● **Prompt**
Find the lines of the material below that include the string "positive", then copy each one.

● **Provided information**
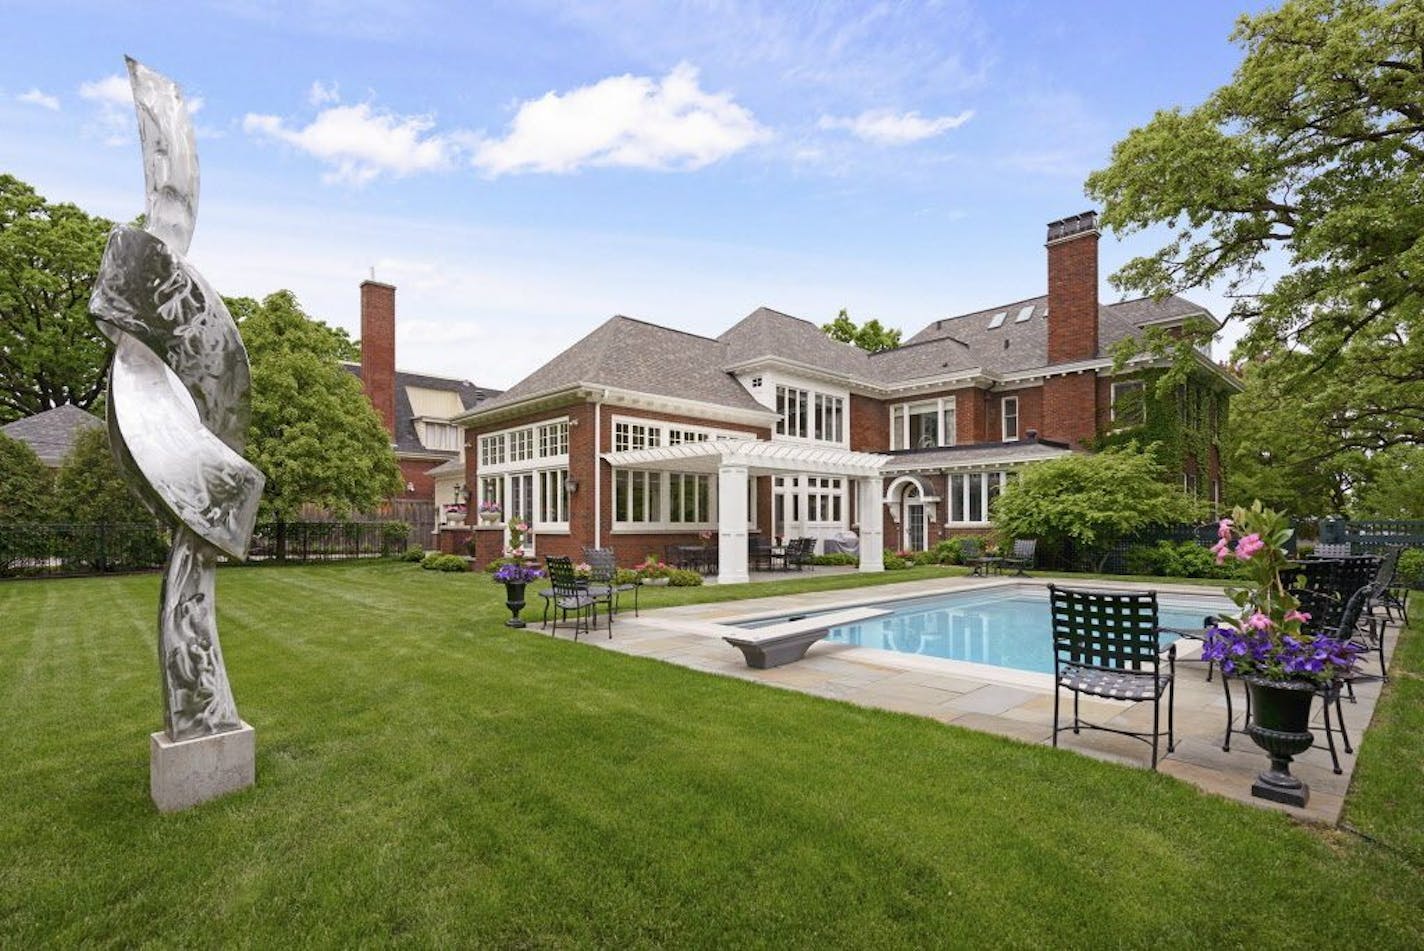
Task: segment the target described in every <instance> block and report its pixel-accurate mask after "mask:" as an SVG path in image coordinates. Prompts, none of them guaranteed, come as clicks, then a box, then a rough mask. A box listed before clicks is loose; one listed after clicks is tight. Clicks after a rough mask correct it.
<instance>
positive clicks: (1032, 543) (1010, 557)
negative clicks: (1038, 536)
mask: <svg viewBox="0 0 1424 951" xmlns="http://www.w3.org/2000/svg"><path fill="white" fill-rule="evenodd" d="M1037 557H1038V540H1037V538H1015V540H1014V554H1011V555H1004V561H1002V564H1004V567H1005V568H1015V569H1017V571H1015V572H1014V577H1015V578H1027V577H1028V569H1030V568H1032V567H1034V559H1035V558H1037Z"/></svg>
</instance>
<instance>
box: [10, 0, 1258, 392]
mask: <svg viewBox="0 0 1424 951" xmlns="http://www.w3.org/2000/svg"><path fill="white" fill-rule="evenodd" d="M1260 6H1263V4H1260V3H1250V1H1249V0H1229V1H1225V3H1220V1H1216V0H1199V1H1195V3H1171V4H1169V3H1143V1H1141V0H1138V1H1136V3H1131V1H1116V0H1102V1H1094V0H1084V1H1081V3H1061V1H1058V3H1012V1H1007V3H968V1H963V3H961V1H954V0H946V1H940V3H913V1H904V3H836V1H824V3H812V4H802V3H752V1H743V0H716V1H712V0H708V1H703V3H675V1H665V3H659V1H655V0H625V1H615V3H567V4H555V3H538V1H527V3H488V4H446V3H433V1H431V3H426V1H414V3H404V1H402V0H380V1H379V3H377V1H366V0H362V1H357V3H337V1H336V0H325V1H318V3H278V1H276V0H271V1H269V0H228V1H225V3H185V4H177V3H167V4H154V3H122V1H112V0H111V1H108V3H103V4H88V3H53V1H51V3H13V1H7V3H4V23H6V31H4V34H3V36H0V171H6V172H10V174H14V175H19V177H20V178H23V179H26V181H28V182H31V184H33V185H36V186H37V188H38V189H40V191H41V192H43V194H44V195H46V196H47V198H50V199H54V201H73V202H77V204H80V205H81V206H84V208H85V209H88V211H91V212H95V214H103V215H107V216H110V218H115V219H127V218H131V216H132V215H135V214H138V212H140V211H142V169H141V165H140V158H138V147H137V138H135V134H134V117H132V108H131V107H128V105H127V103H125V91H124V87H122V84H121V83H118V81H115V80H114V78H112V77H118V75H120V74H121V73H122V56H124V54H125V53H127V54H131V56H134V57H137V58H138V60H141V61H144V63H145V64H147V65H150V67H152V68H155V70H159V71H162V73H167V74H168V75H171V77H172V78H175V80H178V81H179V83H181V84H182V87H184V90H185V93H187V95H188V97H189V100H191V101H194V103H197V104H198V110H197V112H195V124H197V127H198V135H199V157H201V162H202V175H204V181H202V185H204V194H202V205H201V211H199V216H198V231H197V238H195V241H194V246H192V251H191V258H192V261H194V262H195V265H197V266H198V268H199V269H201V270H202V272H204V273H205V275H206V276H208V279H209V280H211V282H212V283H214V285H215V286H216V288H218V289H219V290H222V292H224V293H229V295H252V296H262V295H265V293H269V292H271V290H275V289H278V288H289V289H292V290H293V292H296V295H298V298H299V299H300V300H302V303H303V306H305V308H306V309H308V310H309V312H310V313H313V315H315V316H319V317H322V319H325V320H329V322H332V323H336V325H342V326H346V327H349V329H352V330H353V333H355V332H356V329H357V323H359V319H357V285H359V282H360V280H362V279H363V278H365V276H367V273H369V272H370V268H375V269H376V276H377V278H379V279H382V280H387V282H390V283H394V285H397V288H399V293H397V315H399V327H397V363H399V364H400V366H402V367H404V369H413V370H427V372H436V373H446V374H453V376H461V377H467V379H473V380H476V382H478V383H481V384H486V386H508V384H511V383H514V382H515V380H517V379H520V377H521V376H523V374H525V373H527V372H528V370H531V369H534V367H535V366H538V364H540V363H543V362H544V360H545V359H548V357H550V356H551V354H553V353H555V352H557V350H560V349H562V347H564V346H567V345H568V343H572V342H574V340H577V339H578V337H580V336H582V335H584V333H587V332H588V330H591V329H592V327H594V326H595V325H598V323H600V322H602V320H604V319H605V317H608V316H609V315H612V313H625V315H629V316H637V317H644V319H648V320H655V322H659V323H666V325H671V326H676V327H682V329H686V330H693V332H701V333H708V335H711V336H715V335H716V333H721V332H722V330H723V329H725V327H728V326H731V325H732V323H733V322H735V320H738V319H739V317H742V316H743V315H746V313H749V312H750V310H752V309H755V308H756V306H759V305H768V306H772V308H776V309H779V310H785V312H789V313H795V315H797V316H805V317H809V319H813V320H817V322H823V320H827V319H830V317H833V316H834V313H836V310H837V309H840V308H849V309H850V313H852V316H853V317H856V319H864V317H870V316H874V317H879V319H881V320H883V322H886V323H889V325H891V326H899V327H903V329H906V332H907V333H913V332H914V330H917V329H918V327H921V326H923V325H926V323H927V322H930V320H934V319H937V317H943V316H948V315H954V313H963V312H967V310H974V309H980V308H985V306H993V305H997V303H1005V302H1011V300H1015V299H1020V298H1027V296H1032V295H1037V293H1042V292H1044V289H1045V286H1047V280H1045V263H1044V249H1042V241H1044V224H1045V222H1048V221H1049V219H1054V218H1059V216H1064V215H1068V214H1075V212H1078V211H1082V209H1084V208H1088V202H1087V199H1085V198H1084V195H1082V179H1084V177H1085V175H1087V172H1088V171H1091V169H1094V168H1098V167H1102V165H1105V164H1106V161H1108V157H1109V151H1111V147H1112V144H1114V142H1115V141H1118V140H1119V138H1121V137H1122V135H1124V134H1125V132H1126V131H1128V130H1131V128H1132V127H1135V125H1141V124H1142V122H1145V121H1146V120H1148V118H1151V115H1152V112H1153V111H1155V110H1158V108H1166V107H1172V105H1186V107H1190V105H1195V104H1196V103H1199V101H1200V100H1202V98H1203V97H1205V95H1206V94H1208V93H1210V91H1212V90H1213V88H1216V87H1218V85H1220V84H1223V83H1226V81H1227V80H1229V78H1230V73H1232V70H1233V68H1235V65H1236V63H1237V61H1239V58H1240V51H1239V48H1237V47H1235V46H1232V44H1230V43H1229V41H1227V36H1229V33H1230V30H1232V24H1233V21H1235V19H1236V17H1237V16H1239V14H1240V13H1242V11H1245V10H1250V9H1259V7H1260ZM1151 241H1152V236H1151V235H1148V236H1138V238H1135V239H1132V241H1129V242H1121V241H1118V239H1116V238H1114V236H1111V235H1105V238H1104V242H1102V278H1104V290H1102V293H1104V299H1105V300H1115V299H1118V298H1119V295H1118V293H1116V292H1115V290H1112V289H1111V288H1109V286H1108V285H1106V278H1108V275H1109V273H1111V272H1112V270H1114V269H1115V268H1116V266H1118V265H1121V263H1122V262H1125V261H1126V259H1128V258H1129V256H1132V253H1138V252H1142V251H1146V249H1149V248H1151V246H1152V245H1151ZM1189 296H1193V298H1195V299H1198V300H1199V302H1200V303H1205V305H1206V306H1209V308H1210V309H1212V310H1213V312H1216V313H1218V316H1225V312H1226V306H1225V303H1223V300H1222V299H1220V298H1219V296H1216V295H1213V293H1210V290H1203V292H1198V293H1195V295H1189ZM1229 336H1230V335H1229Z"/></svg>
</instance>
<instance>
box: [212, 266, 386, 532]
mask: <svg viewBox="0 0 1424 951" xmlns="http://www.w3.org/2000/svg"><path fill="white" fill-rule="evenodd" d="M228 308H229V310H232V315H234V317H235V319H238V327H239V329H241V332H242V340H244V343H245V345H246V347H248V359H249V360H251V363H252V427H251V431H249V437H248V450H246V457H248V460H251V461H252V463H253V464H255V466H256V467H258V468H261V470H262V471H263V473H265V474H266V480H268V481H266V488H265V491H263V495H262V511H263V513H265V515H268V517H275V518H283V520H286V518H292V517H293V515H296V514H298V513H299V511H300V508H302V507H303V505H306V504H312V505H318V507H320V508H326V510H329V511H333V513H349V511H353V510H355V511H369V510H372V508H375V507H376V505H379V504H380V503H382V501H384V500H386V498H389V497H390V495H393V494H396V493H397V491H400V485H402V483H400V470H399V468H397V466H396V456H394V453H393V451H392V448H390V434H389V433H386V430H384V427H383V426H382V423H380V417H379V416H376V410H375V409H372V406H370V401H369V400H367V399H366V396H365V393H362V387H360V380H357V379H356V377H355V376H353V374H352V373H347V372H346V370H345V369H342V366H340V363H339V360H342V359H346V357H347V356H349V354H350V346H352V343H350V339H349V337H347V336H346V335H345V332H342V330H336V329H333V327H329V326H326V325H325V323H322V322H320V320H313V319H312V317H308V316H306V315H305V313H303V312H302V308H300V305H298V302H296V298H295V296H293V295H292V292H289V290H279V292H276V293H273V295H269V296H268V298H265V299H263V300H262V302H261V303H258V302H255V300H252V299H248V298H238V299H234V300H229V302H228Z"/></svg>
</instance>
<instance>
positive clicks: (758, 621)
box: [738, 587, 1233, 673]
mask: <svg viewBox="0 0 1424 951" xmlns="http://www.w3.org/2000/svg"><path fill="white" fill-rule="evenodd" d="M873 606H876V608H886V609H889V611H891V614H889V615H886V616H883V618H874V619H871V621H864V622H860V624H852V625H846V626H842V628H832V629H830V635H829V636H827V638H826V639H827V641H830V642H833V643H852V645H856V646H862V648H877V649H880V651H894V652H897V653H918V655H924V656H934V658H946V659H950V661H968V662H971V663H988V665H993V666H1001V668H1012V669H1017V671H1032V672H1037V673H1051V672H1052V669H1054V651H1052V638H1051V636H1049V624H1048V589H1047V588H1038V587H1014V588H995V589H993V591H963V592H956V594H947V595H934V597H930V598H914V599H911V601H899V602H896V601H891V602H884V604H877V605H873ZM1230 609H1233V605H1232V602H1230V601H1227V599H1226V598H1223V597H1219V595H1202V597H1192V595H1163V594H1159V595H1158V622H1159V624H1161V625H1162V626H1163V628H1200V626H1202V619H1203V618H1205V616H1208V615H1218V614H1223V612H1226V611H1230ZM815 614H819V612H800V614H796V615H782V616H779V618H759V619H756V621H750V622H746V624H742V625H738V626H745V628H759V626H765V625H768V624H776V622H778V621H787V619H790V618H793V616H797V618H800V616H813V615H815ZM1171 641H1172V638H1171V636H1165V638H1163V641H1162V646H1166V645H1168V643H1169V642H1171Z"/></svg>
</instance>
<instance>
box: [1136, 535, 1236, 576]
mask: <svg viewBox="0 0 1424 951" xmlns="http://www.w3.org/2000/svg"><path fill="white" fill-rule="evenodd" d="M1126 565H1128V572H1129V574H1134V575H1158V577H1165V578H1237V577H1240V567H1239V564H1237V561H1236V559H1235V558H1232V559H1229V561H1226V564H1222V565H1218V564H1216V557H1215V555H1213V554H1212V551H1210V550H1209V548H1206V547H1205V545H1199V544H1196V542H1193V541H1159V542H1156V544H1155V545H1136V547H1134V548H1129V550H1128V555H1126Z"/></svg>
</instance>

● **Answer section**
positive clicks: (1032, 543) (1010, 557)
positive clicks: (758, 621)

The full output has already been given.